- [Provided text]
Recognizing the role of arms imports in fanning the flames and encouraging abusive conduct, nongovernmental organizations renewed their energies to address the uncontrolled proliferation of small arms and light weapons. In May two hundred NGOs launched the International Action Network on Small Arms (IANSA) on the occasion of The Hague Appeal for Peace, an event that attracted thousands of participants from all over the world. IANSA saw its primary aim as curbing the proliferation and misuse of small arms. Organizers lit a bonfire of deactivated guns in the main square of The Hague to inaugurate the campaign, which was saluted, among others, by Mary Robinson, the U.N. high commissioner for human rights, Olara Otunno, the U.N. secretary-general's special representative for children in armed conflict, and Jos6 Ramos-Horta, the East-Timorese Nobel laureate. In less than a year since IANSA was conceived at an August 1998 meeting of thirty-three NGO representatives in Toronto, a flurry of initiatives had quickened the pace of international action. To build on this momentum, IANSA elected a facilitation committee to run the network, opened a secretariat in London, and set up a web site ( www.iansa.org). Declaring a concern for the human rights consequences of arms proliferation as one of the campaign's crucial underpinnings, IANSA identified policy vehicles to promote the campaign's objectives at local, national, and international fora, and worked on developing early-warning capabilities emanating from its regional nodes.

- [Exercise aim] According to the passage about the small arms campaign, in which city did IANSA open its secretariat?

[Referring-expression pointing data]

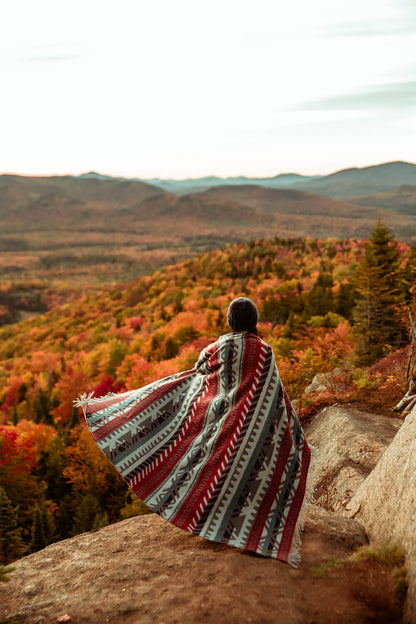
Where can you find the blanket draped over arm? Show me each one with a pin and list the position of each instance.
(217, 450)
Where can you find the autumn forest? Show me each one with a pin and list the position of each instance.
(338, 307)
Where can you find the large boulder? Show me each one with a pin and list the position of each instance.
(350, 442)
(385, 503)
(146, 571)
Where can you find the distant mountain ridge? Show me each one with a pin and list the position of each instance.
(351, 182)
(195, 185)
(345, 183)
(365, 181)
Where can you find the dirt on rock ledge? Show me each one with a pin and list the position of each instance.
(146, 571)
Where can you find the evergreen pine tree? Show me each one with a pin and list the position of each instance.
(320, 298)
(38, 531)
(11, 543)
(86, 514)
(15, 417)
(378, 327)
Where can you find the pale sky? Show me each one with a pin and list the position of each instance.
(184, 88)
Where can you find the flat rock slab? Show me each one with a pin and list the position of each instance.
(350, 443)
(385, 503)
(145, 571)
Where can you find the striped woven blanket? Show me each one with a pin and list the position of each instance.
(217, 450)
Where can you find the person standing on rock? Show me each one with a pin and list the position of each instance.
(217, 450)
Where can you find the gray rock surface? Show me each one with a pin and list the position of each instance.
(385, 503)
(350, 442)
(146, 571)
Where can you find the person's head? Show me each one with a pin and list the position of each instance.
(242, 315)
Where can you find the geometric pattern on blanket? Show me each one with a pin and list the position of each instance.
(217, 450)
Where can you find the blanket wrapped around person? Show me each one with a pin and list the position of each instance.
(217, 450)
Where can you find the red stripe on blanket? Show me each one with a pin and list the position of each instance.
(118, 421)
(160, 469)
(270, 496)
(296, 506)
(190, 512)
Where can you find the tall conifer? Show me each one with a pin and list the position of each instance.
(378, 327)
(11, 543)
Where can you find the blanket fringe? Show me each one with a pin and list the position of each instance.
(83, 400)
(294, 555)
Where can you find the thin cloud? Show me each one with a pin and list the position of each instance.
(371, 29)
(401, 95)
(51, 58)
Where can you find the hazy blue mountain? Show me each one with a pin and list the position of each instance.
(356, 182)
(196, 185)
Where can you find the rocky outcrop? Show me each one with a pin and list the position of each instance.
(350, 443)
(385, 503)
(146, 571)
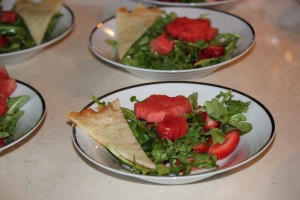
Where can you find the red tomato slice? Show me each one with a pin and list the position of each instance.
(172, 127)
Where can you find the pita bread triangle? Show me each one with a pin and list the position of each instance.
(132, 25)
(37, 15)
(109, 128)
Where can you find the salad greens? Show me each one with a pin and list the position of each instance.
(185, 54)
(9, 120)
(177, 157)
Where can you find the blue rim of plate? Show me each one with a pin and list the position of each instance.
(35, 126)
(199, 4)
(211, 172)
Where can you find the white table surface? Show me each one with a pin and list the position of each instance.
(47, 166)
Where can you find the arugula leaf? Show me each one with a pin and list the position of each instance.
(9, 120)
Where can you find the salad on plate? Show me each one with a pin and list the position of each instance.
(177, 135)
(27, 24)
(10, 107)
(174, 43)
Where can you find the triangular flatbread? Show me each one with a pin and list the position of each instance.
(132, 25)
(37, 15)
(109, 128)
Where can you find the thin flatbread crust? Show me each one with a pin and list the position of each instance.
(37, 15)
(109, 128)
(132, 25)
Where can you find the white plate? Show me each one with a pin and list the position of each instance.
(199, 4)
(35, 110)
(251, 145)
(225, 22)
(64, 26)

- [Response box] London